→ **QUOTED PASSAGE**:
* * * * *
The development of more affordable sensors together with the enhancement of computation features in current Engine Management Systems (EMS), makes the in-cylinder pressure sensing a suitable methodology for the on-board engine control and diagnosis. Since the 1960’s the in-cylinder pressure signal was employed to investigate the combustion process of the internal combustion engines for research purposes. Currently, the sensors cost reduction in addition to the need to comply with the strict emissions legislation has promoted a large-scale diffusion on production engines equipment.
The in-cylinder pressure signal offers the opportunity to estimate with high dynamic response almost all the variables of interest for an effective engine combustion control even in case of non-conventional combustion processes (e.g. PCCI, HCCI, LTC). Furthermore, the accuracy of feed-forward control methodologies along real-life operation is affected by engine aging and production tolerances as well as environmental and driving conditions. Consequently, the control adaption through the feedback based on the in-cylinder pressure allows overcoming these issues.
* * * * *
→ **AIM OF THE EXERCISE**: Continue the passage on in-cylinder pressure sensing for engine control from the point where it stops.

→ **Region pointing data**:
* * * * *
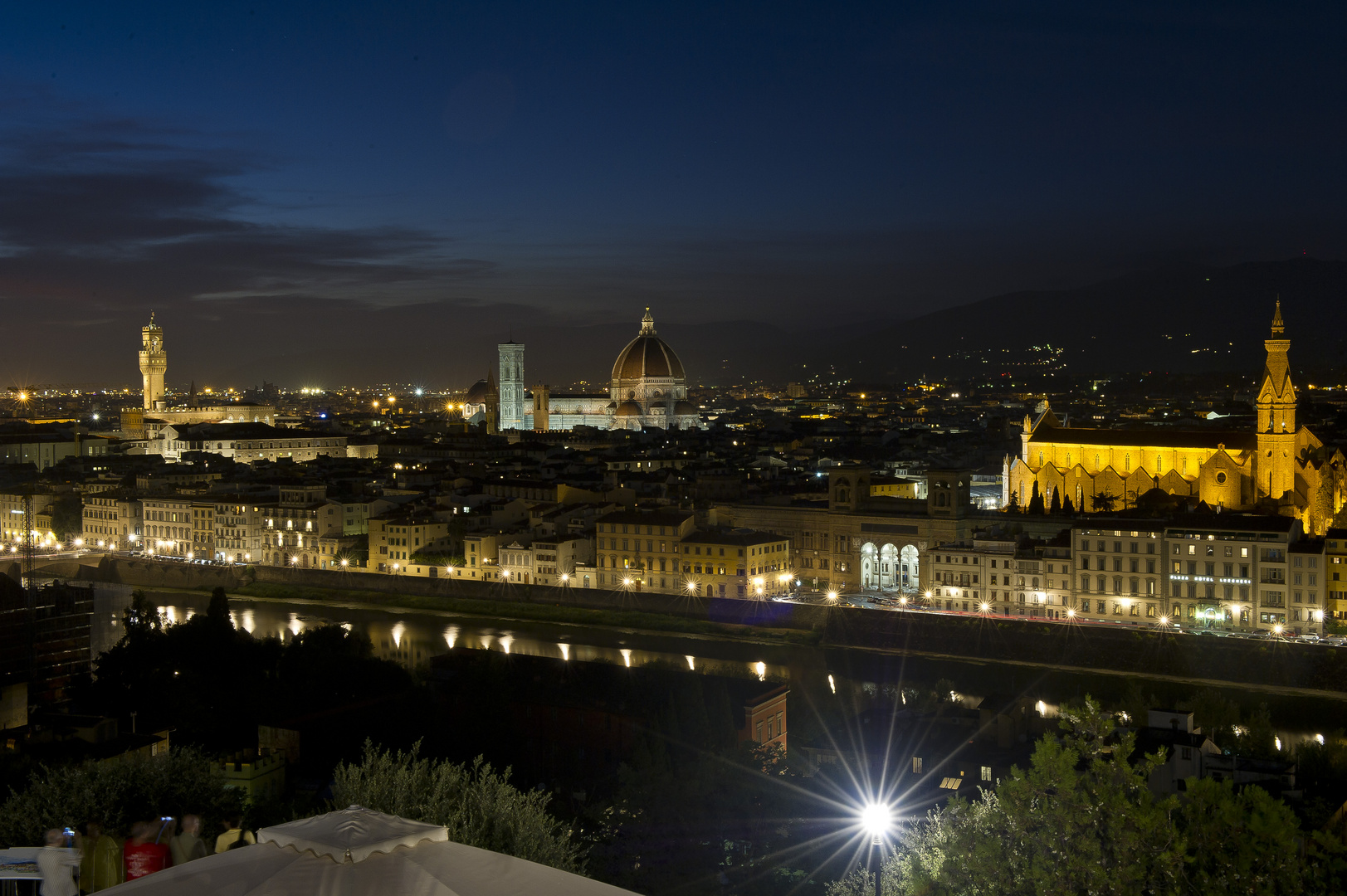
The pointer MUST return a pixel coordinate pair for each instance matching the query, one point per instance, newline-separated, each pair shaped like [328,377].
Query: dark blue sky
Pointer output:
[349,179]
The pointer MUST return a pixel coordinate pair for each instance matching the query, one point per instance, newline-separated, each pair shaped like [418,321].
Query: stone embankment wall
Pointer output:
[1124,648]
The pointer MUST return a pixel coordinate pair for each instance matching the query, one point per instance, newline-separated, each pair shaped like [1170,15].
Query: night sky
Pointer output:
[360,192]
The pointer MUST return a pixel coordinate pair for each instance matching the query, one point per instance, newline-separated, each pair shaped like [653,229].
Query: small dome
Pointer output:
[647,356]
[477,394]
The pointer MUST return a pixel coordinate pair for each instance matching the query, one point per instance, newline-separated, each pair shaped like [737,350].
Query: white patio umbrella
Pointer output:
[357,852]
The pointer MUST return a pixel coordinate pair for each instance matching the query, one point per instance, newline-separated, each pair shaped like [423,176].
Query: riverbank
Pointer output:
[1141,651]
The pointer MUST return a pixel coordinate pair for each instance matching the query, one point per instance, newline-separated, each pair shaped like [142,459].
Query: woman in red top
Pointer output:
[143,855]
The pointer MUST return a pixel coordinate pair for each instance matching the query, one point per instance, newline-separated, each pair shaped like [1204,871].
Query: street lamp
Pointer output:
* * * * *
→ **OUTPUT FOR THIS EXERCISE**:
In this paper the features of two methodologies based on the in-cylinder pressure signal for the estimation of the Air-Fuel ratio and the in-cylinder trapped mass have been exploited in transient and steady-state conditions, respectively. Suitable post-processing of in-cylinder data has been carried out to handle the time delay with the sensors measurement and improve the estimation accuracy along the identification process. The techniques have been experimentally tested at the engine test stand on a Common-Rail turbocharged Diesel engine. The results exhibit good accuracy and a computational burden suitable with current EMS features.